*Work to complete*
Using the data below, gather each line that includes the word "windshield".

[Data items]
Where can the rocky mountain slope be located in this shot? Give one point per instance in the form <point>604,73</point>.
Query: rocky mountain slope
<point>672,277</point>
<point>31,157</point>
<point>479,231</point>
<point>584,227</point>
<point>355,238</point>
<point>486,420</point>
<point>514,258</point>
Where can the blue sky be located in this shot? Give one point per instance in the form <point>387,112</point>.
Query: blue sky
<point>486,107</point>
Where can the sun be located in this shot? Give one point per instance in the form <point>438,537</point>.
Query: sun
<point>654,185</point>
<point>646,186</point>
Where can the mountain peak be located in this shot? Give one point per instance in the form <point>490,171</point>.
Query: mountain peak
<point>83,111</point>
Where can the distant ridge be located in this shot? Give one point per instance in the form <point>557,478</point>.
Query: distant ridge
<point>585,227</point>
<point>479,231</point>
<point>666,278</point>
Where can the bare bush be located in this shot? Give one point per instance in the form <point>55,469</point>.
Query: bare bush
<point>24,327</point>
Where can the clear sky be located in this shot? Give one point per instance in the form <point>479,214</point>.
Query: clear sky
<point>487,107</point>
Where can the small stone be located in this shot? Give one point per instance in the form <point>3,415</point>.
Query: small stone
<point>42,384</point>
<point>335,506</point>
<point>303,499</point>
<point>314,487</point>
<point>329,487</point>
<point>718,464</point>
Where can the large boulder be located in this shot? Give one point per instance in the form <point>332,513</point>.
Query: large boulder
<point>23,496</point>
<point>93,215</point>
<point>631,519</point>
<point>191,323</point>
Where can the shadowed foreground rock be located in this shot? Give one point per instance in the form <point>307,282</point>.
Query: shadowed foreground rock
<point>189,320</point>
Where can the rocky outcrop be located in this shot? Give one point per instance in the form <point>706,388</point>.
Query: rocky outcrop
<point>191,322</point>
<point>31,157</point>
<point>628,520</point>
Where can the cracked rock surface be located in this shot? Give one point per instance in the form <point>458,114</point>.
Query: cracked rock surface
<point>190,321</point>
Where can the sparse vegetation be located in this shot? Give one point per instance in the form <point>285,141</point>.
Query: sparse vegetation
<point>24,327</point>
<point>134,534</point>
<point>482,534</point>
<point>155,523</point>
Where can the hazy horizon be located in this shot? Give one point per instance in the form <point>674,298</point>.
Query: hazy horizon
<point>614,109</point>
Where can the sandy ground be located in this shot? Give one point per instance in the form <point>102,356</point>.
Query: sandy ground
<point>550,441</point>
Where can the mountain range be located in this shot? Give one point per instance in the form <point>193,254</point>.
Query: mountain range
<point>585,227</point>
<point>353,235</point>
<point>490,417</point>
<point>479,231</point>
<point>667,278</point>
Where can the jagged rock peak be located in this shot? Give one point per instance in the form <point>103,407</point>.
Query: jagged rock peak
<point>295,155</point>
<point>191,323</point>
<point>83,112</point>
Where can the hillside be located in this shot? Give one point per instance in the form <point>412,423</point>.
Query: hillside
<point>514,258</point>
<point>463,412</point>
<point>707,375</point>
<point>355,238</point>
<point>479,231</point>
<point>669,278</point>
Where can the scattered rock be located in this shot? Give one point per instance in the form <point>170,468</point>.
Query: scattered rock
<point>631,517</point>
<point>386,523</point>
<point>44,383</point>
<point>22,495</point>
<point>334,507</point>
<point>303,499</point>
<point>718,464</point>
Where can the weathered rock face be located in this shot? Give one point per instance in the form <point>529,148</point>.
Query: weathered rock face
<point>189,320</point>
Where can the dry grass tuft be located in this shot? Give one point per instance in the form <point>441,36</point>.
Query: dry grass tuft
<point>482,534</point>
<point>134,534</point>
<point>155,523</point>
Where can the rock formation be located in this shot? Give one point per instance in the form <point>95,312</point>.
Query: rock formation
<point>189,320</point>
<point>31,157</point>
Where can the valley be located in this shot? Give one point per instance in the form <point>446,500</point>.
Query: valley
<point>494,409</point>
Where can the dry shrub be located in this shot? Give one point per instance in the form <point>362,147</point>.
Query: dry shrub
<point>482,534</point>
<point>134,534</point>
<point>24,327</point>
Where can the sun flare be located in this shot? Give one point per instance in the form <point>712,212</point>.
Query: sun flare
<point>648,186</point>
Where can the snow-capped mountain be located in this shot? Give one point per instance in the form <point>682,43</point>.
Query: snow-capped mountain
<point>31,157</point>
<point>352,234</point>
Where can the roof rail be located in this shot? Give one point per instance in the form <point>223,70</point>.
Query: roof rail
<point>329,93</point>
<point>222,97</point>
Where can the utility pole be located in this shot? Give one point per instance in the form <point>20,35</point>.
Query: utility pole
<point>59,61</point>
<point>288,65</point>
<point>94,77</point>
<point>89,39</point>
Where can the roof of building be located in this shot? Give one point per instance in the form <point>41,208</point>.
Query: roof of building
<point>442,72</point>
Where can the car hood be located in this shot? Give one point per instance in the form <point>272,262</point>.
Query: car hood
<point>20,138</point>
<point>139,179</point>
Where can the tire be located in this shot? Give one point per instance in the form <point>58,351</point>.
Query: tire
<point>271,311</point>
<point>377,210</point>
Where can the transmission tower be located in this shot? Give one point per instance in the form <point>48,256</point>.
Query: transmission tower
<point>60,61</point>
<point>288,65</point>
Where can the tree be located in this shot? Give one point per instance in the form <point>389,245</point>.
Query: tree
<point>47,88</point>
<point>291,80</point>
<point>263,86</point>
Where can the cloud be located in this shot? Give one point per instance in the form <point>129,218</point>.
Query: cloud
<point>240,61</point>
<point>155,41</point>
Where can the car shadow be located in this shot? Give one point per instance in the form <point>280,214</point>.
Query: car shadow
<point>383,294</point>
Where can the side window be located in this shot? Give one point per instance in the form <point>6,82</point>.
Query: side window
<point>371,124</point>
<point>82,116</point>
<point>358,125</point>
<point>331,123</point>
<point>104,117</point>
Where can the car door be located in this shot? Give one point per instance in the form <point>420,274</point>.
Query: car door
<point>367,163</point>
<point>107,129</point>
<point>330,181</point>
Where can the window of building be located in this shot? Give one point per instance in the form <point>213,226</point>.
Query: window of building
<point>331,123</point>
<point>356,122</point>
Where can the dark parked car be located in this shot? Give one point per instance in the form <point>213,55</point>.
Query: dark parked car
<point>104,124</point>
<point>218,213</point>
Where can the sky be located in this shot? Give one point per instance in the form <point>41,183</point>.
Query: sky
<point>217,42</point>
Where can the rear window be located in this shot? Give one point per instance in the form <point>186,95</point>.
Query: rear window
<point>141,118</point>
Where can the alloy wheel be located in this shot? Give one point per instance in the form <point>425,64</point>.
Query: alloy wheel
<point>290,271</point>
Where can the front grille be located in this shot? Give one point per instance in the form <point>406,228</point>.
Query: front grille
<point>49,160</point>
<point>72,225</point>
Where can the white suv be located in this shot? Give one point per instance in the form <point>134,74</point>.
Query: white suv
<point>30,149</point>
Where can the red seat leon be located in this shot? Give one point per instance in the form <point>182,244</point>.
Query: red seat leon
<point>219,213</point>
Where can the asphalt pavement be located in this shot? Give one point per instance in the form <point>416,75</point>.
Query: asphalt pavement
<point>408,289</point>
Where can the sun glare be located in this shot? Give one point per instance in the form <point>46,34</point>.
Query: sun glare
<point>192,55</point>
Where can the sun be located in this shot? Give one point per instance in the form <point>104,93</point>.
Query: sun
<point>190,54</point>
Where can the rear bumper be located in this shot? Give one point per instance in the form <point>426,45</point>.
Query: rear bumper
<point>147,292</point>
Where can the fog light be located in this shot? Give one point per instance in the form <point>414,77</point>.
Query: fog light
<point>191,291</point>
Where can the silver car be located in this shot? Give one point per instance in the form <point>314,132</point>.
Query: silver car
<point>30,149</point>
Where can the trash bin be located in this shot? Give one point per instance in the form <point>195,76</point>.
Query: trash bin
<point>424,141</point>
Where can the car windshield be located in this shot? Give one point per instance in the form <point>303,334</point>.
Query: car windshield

*Answer box*
Where can the car windshield be located in this shot? Give one point per instance in the form <point>303,334</point>.
Query: car windshield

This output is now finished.